[Items from a labeling collection]
==*==

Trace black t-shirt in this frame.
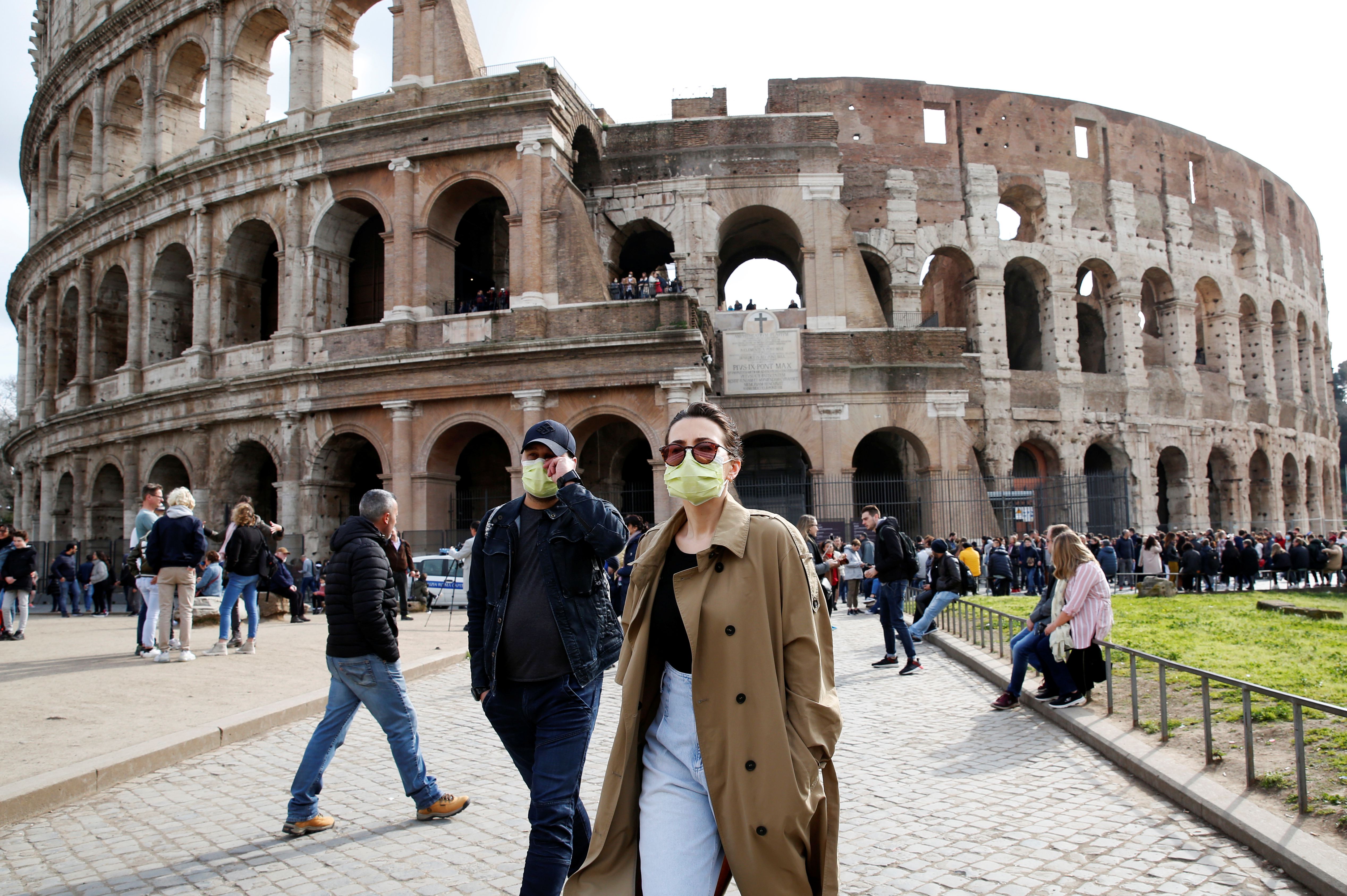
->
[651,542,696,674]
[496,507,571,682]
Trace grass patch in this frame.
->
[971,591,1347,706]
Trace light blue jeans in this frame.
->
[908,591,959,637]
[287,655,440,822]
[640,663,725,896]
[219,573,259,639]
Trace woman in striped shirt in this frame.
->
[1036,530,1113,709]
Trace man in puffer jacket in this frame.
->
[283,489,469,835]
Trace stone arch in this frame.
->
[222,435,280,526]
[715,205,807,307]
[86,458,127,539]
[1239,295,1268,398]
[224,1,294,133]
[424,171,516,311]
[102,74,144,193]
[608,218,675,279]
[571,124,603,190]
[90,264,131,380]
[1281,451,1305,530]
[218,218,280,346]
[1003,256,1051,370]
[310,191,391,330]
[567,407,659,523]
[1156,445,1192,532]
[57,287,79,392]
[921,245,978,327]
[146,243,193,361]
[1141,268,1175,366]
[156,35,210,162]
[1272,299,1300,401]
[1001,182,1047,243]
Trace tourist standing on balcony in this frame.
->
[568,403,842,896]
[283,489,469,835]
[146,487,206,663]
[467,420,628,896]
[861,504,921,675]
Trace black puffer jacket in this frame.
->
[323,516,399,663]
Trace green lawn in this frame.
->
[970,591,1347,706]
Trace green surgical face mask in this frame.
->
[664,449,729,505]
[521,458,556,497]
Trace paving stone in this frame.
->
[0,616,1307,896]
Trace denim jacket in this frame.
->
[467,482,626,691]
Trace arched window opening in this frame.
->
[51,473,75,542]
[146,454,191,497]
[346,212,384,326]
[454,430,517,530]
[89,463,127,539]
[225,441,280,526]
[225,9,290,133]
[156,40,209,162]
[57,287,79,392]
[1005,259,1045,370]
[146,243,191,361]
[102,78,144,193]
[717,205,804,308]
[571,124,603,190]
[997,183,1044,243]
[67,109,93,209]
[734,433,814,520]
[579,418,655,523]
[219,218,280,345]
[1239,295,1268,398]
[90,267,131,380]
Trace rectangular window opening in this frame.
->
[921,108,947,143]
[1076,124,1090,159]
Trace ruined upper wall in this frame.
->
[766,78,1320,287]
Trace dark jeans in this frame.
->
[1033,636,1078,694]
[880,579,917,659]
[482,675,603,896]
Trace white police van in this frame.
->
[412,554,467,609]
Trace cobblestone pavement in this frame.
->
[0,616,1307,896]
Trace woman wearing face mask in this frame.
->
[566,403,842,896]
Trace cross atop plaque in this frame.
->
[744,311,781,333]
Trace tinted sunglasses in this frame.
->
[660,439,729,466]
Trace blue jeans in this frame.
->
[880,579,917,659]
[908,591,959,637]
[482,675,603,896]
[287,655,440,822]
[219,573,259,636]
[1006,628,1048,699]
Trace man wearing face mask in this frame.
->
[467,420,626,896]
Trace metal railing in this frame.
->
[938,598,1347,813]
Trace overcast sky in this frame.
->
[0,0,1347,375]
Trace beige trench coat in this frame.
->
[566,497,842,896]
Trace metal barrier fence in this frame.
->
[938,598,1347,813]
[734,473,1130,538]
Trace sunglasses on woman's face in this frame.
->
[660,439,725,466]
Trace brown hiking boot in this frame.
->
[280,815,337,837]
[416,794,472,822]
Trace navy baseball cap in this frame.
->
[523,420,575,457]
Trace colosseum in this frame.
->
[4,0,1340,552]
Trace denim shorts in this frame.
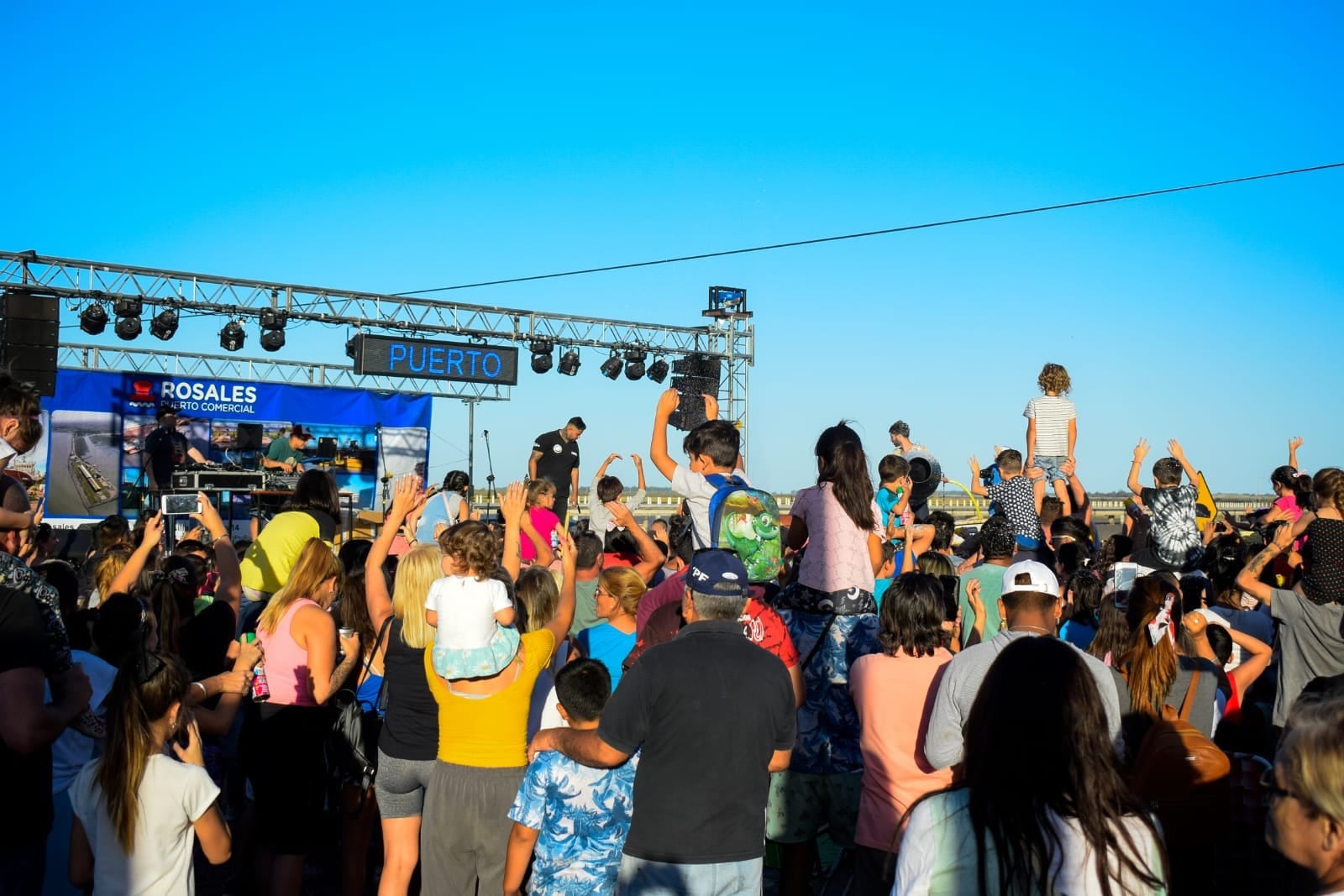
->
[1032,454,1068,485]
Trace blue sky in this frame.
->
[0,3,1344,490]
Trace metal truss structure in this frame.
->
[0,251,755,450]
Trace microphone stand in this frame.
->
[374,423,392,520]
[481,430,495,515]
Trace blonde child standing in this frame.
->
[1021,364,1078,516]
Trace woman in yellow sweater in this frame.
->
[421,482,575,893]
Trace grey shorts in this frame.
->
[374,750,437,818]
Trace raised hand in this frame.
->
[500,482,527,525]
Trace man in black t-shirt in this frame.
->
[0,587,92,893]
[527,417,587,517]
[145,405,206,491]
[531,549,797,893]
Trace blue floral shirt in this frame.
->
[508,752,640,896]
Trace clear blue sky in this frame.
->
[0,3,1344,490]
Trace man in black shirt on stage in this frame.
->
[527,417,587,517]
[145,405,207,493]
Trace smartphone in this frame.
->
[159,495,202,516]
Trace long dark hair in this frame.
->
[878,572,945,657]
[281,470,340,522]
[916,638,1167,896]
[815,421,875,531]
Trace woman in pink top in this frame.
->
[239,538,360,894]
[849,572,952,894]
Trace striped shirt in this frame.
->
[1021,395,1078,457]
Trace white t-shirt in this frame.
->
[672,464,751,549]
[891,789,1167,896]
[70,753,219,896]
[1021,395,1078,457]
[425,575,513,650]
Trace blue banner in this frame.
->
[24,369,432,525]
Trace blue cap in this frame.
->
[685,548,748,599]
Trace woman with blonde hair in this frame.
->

==*==

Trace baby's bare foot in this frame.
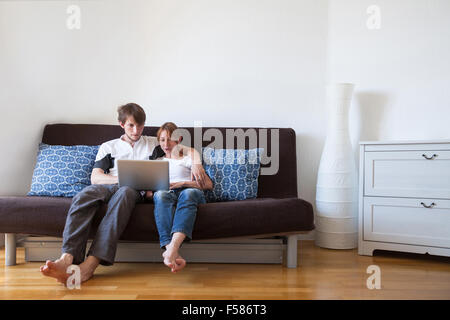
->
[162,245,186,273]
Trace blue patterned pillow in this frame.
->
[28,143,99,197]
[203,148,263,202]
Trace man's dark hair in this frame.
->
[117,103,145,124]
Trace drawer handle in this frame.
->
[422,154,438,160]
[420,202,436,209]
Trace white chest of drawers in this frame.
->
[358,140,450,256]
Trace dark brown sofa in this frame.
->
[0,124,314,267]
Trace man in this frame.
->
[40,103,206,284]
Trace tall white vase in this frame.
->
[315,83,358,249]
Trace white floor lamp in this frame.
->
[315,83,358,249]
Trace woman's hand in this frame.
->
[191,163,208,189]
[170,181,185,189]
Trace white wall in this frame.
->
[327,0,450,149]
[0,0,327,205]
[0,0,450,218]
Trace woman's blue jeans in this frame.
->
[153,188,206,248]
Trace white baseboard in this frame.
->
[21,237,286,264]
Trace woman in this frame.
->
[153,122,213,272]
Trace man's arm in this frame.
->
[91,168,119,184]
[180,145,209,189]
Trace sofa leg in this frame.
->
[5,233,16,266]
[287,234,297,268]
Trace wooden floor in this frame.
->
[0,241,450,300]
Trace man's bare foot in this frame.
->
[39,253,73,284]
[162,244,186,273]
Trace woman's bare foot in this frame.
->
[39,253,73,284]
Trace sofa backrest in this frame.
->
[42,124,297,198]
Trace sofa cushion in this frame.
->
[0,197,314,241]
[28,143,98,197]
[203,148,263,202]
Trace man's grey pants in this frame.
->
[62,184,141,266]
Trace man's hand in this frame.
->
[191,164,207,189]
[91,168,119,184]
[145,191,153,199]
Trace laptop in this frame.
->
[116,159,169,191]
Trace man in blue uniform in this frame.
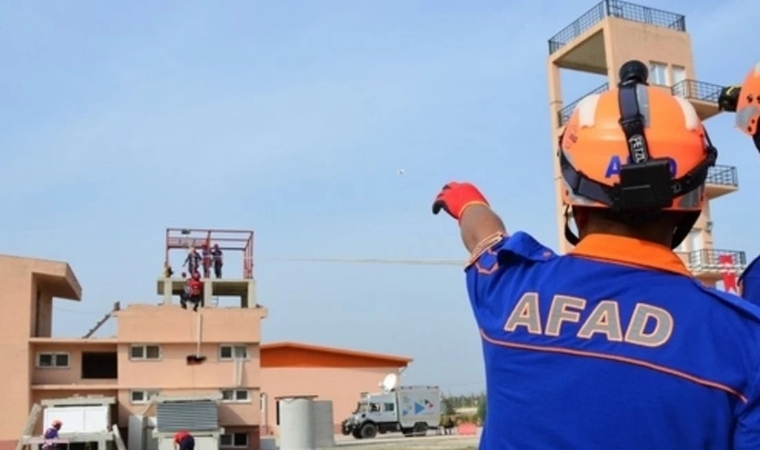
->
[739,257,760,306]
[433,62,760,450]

==*==

**WORK REQUIRED**
Convert the rows into a JSON list of strings, starting at the line containing "Trace white floor lamp in this frame." and ending at the line containing "[433,62,760,450]", with both of those lines included. Give one string per line, skip blank lines, and leave the pictures out.

**EXERCISE RESULT**
[
  "Trace white floor lamp in this frame.",
  "->",
  "[315,83,358,249]",
  "Trace woman's hand in this frame.",
  "->",
  "[191,163,208,189]",
  "[170,181,185,189]",
  "Trace white wall in this frame.",
  "->",
  "[327,0,450,149]",
  "[0,0,327,205]",
  "[0,0,450,218]",
  "Trace woman's blue jeans in this frame.",
  "->",
  "[153,188,206,248]",
  "Trace white baseboard in this frame.",
  "->",
  "[21,237,286,264]",
  "Trace woman in this frame.",
  "->",
  "[153,122,213,272]",
  "Trace man's arm in this frame.",
  "->",
  "[91,168,119,184]",
  "[180,145,209,189]",
  "Trace sofa leg in this frame.",
  "->",
  "[5,233,16,266]",
  "[287,234,297,268]",
  "Trace wooden floor in this frame.",
  "->",
  "[0,241,450,300]",
  "Trace man's bare foot in this frame.",
  "->",
  "[39,253,73,284]",
  "[162,244,186,273]",
  "Trace woman's bare foot in this frame.",
  "->",
  "[39,253,73,284]",
  "Trace sofa backrest in this frame.",
  "->",
  "[42,124,297,198]",
  "Trace sofa cushion in this frame.",
  "->",
  "[0,197,314,241]",
  "[28,143,98,197]",
  "[203,148,263,202]",
  "Trace man's grey pants in this frame.",
  "->",
  "[62,184,141,266]",
  "Trace man's hand in this frame.",
  "->",
  "[191,164,207,189]",
  "[91,168,119,184]",
  "[145,191,153,199]",
  "Trace laptop in this frame.",
  "->",
  "[116,159,169,191]",
  "Trace man in blue uniform in this frame.",
  "->",
  "[739,257,760,306]",
  "[433,62,760,450]"
]